#### TASK BRIEF
Quote only the lines from the top of the listing below down to and including the line with "From this security camera still, highlight where the utility".

--- --- ---

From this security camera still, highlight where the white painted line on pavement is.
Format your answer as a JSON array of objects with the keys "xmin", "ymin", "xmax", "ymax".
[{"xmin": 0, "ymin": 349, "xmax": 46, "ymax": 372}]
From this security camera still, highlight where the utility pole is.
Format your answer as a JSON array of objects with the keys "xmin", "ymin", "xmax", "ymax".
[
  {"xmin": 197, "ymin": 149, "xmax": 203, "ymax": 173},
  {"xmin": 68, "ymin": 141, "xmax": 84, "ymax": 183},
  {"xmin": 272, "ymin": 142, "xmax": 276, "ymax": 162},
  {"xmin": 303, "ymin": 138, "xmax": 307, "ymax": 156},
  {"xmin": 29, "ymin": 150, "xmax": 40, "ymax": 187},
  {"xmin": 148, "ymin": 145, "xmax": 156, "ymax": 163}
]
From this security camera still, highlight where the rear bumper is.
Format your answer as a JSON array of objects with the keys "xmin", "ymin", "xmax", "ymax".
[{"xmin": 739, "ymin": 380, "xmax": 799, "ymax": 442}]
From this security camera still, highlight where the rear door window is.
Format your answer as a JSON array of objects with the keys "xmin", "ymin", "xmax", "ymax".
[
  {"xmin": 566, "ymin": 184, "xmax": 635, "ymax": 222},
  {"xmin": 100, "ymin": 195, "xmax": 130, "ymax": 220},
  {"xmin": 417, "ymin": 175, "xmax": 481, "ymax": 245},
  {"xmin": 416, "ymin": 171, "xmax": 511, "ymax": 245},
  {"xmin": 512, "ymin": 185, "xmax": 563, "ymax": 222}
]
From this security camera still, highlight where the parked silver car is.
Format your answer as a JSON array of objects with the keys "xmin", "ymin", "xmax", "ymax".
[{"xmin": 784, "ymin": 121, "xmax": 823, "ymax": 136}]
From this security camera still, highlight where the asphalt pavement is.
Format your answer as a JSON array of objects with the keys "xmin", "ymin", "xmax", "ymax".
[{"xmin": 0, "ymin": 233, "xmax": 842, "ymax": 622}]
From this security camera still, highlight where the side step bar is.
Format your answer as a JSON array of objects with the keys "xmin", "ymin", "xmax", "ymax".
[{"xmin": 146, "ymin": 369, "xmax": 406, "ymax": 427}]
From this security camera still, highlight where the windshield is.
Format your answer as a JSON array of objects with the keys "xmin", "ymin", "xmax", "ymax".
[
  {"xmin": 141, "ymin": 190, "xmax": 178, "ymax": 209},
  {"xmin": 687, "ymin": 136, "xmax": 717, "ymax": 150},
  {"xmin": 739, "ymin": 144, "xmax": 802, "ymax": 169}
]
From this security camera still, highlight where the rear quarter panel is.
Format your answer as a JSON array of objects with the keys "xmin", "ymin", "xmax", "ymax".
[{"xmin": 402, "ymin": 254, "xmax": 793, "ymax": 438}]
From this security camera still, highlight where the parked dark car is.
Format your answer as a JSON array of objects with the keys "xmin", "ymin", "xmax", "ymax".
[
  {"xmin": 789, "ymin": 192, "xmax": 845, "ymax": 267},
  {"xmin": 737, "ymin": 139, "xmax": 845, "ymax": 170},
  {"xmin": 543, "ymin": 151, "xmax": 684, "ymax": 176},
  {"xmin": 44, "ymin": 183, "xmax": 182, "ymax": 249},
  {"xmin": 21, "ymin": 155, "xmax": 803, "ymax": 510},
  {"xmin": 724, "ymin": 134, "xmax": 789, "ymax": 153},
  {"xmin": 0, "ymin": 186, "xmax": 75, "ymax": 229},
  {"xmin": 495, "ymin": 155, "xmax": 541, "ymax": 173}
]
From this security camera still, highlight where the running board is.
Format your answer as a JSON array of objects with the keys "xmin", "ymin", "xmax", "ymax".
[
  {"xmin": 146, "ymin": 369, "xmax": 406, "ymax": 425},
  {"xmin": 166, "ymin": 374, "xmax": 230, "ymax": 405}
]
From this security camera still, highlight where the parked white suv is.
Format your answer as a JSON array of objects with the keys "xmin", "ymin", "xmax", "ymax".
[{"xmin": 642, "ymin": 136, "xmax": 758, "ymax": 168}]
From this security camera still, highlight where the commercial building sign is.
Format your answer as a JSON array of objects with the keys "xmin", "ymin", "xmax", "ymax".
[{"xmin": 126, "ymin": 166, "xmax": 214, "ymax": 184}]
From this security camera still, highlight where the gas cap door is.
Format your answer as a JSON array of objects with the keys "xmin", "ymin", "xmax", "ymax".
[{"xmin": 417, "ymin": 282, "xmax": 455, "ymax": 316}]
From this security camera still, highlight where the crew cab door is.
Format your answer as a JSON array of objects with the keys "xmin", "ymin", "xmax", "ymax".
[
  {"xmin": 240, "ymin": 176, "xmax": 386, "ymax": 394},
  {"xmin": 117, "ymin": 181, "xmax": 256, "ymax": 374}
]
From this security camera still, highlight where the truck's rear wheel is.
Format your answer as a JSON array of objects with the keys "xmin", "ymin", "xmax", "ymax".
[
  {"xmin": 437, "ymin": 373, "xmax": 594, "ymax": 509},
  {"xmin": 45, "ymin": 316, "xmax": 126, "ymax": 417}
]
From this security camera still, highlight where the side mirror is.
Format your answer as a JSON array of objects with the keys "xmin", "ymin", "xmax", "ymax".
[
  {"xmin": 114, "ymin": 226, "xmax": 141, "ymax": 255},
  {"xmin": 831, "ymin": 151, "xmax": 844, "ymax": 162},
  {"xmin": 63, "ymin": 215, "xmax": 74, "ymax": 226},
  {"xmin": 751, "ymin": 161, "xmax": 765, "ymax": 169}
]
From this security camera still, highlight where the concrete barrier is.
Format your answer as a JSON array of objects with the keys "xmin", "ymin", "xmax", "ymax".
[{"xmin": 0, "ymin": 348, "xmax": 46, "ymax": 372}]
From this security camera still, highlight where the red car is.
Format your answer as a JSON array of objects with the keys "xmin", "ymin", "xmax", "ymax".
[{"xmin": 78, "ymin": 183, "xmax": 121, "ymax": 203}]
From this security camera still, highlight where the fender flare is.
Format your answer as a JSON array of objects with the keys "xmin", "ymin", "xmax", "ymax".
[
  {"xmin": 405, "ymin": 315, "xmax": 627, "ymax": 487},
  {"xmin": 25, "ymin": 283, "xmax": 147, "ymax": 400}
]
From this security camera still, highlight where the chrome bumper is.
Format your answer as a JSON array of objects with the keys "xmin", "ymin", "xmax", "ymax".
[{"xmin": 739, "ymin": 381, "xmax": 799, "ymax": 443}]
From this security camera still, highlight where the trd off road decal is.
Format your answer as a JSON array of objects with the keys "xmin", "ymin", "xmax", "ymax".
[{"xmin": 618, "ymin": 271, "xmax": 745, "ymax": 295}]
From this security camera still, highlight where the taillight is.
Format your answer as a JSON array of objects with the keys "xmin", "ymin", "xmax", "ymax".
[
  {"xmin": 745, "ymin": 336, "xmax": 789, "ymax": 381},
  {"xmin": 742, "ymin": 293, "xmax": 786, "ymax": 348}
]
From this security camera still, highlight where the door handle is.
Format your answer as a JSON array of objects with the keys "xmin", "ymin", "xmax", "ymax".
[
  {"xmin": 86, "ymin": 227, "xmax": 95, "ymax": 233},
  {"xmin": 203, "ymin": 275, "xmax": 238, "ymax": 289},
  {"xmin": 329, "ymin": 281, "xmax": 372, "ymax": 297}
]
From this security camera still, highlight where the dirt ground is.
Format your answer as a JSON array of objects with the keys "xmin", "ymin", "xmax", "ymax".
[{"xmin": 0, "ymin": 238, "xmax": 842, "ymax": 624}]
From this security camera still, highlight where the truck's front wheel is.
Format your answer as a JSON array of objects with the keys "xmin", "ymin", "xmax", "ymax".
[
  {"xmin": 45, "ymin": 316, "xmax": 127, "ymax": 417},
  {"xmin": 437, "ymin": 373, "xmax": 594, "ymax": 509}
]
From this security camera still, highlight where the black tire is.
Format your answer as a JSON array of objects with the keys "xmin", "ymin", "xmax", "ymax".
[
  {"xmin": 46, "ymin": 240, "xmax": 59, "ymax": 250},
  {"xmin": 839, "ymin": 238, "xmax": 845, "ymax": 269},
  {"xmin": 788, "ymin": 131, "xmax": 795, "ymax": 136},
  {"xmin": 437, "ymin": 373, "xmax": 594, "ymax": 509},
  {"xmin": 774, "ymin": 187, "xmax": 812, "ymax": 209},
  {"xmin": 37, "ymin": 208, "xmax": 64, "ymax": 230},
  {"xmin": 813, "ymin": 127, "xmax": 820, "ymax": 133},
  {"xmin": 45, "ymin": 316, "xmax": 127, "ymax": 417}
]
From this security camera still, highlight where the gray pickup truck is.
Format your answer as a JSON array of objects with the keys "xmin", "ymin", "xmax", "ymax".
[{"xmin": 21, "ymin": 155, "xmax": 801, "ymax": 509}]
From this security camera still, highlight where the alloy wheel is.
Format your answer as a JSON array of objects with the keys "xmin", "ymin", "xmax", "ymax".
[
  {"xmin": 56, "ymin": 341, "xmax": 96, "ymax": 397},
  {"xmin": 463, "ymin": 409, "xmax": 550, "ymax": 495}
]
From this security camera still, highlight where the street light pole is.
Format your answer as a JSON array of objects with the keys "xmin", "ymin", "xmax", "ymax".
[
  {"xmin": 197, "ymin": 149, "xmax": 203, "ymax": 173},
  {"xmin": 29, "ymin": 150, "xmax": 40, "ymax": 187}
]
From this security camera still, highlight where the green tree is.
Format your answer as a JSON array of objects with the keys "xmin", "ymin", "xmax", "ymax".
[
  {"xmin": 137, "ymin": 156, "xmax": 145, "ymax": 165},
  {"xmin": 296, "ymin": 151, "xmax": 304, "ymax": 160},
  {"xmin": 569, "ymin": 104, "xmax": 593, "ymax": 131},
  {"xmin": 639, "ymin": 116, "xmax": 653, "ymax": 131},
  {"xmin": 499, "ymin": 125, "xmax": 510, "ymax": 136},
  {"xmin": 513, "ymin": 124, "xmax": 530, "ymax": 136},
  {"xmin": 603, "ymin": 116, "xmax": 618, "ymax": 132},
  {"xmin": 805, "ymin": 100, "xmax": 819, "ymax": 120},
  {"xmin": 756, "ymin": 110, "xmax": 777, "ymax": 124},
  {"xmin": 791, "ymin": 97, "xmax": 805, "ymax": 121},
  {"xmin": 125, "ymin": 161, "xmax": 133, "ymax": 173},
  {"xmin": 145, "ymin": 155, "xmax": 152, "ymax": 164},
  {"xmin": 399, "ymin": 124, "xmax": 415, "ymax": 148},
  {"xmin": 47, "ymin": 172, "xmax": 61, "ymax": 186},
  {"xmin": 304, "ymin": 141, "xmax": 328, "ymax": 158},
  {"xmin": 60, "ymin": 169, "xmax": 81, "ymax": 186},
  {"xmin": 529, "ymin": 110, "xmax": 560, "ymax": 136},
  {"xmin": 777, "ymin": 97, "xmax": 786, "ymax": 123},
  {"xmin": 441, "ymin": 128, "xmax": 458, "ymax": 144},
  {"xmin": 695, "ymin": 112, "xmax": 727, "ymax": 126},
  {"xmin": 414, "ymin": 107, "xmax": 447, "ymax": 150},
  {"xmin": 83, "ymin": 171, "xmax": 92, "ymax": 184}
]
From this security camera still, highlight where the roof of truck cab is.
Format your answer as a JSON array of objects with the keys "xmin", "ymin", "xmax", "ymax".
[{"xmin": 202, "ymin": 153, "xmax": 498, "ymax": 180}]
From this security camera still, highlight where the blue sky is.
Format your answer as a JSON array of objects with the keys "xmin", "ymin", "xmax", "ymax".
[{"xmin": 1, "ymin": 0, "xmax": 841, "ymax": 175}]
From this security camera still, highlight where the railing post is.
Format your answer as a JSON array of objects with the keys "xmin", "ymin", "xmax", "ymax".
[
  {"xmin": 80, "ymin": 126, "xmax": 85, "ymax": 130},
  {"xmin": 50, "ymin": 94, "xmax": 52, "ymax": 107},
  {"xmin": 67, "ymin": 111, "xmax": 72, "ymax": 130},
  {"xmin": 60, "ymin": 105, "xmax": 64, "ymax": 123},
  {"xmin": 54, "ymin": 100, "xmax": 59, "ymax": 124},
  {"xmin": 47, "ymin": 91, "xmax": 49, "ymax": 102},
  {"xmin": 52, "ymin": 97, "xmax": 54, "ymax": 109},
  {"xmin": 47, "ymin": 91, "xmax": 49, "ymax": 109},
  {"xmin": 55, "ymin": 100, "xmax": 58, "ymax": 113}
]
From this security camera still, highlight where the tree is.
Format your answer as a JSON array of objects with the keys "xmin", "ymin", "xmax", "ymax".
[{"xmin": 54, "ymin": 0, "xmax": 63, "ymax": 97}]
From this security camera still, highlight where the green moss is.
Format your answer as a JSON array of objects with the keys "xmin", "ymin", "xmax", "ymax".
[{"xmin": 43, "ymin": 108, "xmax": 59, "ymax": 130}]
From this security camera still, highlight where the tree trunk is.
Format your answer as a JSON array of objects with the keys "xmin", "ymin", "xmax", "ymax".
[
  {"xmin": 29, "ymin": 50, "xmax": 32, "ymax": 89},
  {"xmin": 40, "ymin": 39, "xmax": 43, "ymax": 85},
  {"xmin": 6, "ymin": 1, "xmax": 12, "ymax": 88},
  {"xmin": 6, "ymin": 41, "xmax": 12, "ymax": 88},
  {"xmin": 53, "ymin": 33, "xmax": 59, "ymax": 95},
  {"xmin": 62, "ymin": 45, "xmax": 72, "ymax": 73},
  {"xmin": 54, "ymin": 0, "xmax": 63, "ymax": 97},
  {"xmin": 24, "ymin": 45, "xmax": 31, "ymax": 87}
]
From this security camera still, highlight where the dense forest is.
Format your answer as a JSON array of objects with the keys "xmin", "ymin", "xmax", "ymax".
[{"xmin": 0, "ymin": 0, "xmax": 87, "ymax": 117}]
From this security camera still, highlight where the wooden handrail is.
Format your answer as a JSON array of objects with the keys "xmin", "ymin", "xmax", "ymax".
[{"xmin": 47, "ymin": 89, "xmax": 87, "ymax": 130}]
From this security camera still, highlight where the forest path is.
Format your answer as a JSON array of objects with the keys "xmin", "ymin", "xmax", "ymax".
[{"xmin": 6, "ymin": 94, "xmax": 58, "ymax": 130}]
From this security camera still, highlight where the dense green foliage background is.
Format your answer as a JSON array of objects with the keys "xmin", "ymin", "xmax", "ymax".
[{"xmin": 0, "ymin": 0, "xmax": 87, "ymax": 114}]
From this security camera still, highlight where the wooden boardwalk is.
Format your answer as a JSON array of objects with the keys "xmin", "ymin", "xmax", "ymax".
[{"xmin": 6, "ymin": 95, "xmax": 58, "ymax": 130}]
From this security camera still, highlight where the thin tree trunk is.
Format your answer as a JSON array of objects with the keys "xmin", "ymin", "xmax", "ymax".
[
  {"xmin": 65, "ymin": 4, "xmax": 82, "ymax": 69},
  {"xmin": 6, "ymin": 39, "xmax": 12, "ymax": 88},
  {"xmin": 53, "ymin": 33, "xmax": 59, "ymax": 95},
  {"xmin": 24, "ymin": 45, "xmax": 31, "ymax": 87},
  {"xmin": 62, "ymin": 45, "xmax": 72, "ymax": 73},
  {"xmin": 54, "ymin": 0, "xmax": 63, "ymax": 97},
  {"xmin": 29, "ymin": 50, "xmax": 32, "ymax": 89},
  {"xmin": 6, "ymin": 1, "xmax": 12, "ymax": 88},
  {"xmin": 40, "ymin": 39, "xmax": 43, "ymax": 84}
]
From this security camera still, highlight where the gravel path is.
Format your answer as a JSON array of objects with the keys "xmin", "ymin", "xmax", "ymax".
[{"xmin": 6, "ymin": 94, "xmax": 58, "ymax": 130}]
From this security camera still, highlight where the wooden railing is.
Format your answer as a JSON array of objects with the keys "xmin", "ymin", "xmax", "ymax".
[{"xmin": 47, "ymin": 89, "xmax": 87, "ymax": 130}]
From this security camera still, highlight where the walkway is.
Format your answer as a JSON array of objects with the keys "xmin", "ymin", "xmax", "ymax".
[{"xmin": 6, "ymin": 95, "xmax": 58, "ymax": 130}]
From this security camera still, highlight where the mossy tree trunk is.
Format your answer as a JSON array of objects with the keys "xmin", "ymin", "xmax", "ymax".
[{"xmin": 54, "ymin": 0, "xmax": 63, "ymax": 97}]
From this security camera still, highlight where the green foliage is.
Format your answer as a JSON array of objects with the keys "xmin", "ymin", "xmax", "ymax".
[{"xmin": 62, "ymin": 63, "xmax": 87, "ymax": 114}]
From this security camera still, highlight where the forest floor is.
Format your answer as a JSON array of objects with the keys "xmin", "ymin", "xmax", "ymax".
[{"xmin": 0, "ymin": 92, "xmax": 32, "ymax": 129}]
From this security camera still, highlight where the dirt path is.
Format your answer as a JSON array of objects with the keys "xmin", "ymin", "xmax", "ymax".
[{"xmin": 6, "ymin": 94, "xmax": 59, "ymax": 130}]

--- --- ---

#### YOUR RESPONSE
From this security camera still, highlight where the white painted line on pavement is.
Format your answer as a JSON array of objects with the keys "xmin", "ymin", "xmax", "ymax".
[{"xmin": 0, "ymin": 349, "xmax": 46, "ymax": 372}]
From this security camera still, highlight where the utility pole is.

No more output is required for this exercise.